Rows from a box-labeling dataset:

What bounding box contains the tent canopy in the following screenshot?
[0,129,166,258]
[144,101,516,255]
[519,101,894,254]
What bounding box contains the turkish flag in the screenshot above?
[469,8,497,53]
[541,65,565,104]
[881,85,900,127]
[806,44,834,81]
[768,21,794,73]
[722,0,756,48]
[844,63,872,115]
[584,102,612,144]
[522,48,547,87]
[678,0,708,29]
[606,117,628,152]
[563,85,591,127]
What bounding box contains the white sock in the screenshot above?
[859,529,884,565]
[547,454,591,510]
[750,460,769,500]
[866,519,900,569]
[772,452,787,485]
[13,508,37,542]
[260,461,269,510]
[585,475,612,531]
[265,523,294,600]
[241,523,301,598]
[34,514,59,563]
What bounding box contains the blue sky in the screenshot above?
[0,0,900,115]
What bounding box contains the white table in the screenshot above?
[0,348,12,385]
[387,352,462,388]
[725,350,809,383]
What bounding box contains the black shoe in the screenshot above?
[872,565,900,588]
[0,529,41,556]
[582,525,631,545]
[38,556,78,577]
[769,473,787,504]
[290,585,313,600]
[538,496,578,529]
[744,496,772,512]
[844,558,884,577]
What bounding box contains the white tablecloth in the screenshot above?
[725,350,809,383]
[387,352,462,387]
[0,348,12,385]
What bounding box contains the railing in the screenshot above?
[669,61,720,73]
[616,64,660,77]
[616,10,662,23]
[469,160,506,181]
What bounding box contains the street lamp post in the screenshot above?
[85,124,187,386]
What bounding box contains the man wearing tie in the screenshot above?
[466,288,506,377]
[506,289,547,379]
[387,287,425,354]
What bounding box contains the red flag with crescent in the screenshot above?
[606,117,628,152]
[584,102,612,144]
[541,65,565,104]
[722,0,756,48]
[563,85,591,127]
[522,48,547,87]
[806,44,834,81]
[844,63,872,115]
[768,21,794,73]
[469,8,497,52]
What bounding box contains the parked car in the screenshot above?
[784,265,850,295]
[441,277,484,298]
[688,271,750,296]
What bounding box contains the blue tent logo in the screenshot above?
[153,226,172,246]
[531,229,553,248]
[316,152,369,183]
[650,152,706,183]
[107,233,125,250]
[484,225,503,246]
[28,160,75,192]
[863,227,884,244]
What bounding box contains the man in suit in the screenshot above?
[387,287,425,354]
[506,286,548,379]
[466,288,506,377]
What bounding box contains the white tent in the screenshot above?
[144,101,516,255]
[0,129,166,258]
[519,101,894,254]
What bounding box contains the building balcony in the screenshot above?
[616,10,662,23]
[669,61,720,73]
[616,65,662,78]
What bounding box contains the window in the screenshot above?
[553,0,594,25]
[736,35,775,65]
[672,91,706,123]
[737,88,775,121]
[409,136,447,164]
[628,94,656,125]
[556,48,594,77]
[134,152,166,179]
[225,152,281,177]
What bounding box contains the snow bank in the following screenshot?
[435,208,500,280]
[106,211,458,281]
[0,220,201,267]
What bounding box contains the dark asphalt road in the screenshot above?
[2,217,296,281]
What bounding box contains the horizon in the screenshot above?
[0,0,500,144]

---

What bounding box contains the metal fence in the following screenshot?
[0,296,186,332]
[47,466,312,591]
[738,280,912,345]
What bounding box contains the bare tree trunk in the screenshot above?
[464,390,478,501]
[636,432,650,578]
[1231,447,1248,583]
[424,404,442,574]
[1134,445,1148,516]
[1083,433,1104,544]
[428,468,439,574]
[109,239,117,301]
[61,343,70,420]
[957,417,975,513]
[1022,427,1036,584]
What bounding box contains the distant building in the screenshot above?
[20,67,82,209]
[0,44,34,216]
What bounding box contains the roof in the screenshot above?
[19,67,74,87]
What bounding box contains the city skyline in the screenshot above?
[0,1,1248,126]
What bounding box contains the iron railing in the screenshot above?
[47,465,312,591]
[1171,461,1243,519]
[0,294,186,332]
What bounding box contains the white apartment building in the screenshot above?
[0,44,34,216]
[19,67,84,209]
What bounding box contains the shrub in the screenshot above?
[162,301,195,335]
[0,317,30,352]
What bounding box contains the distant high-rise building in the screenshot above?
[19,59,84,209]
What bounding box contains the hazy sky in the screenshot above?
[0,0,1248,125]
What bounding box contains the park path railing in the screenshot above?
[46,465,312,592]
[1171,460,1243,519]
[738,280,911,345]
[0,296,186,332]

» **DESCRIPTION OF THE TASK**:
In the rows from the line containing "What bounding box contains the dark" through the line containing "[0,0,500,144]", inclusive, change "horizon" to "skyline" and leave everything else the same.

» **TASK RESPONSE**:
What bounding box contains the dark asphalt road in the screenshot above?
[2,217,296,281]
What bounding box contains the skyline in the screenshot above?
[0,0,500,144]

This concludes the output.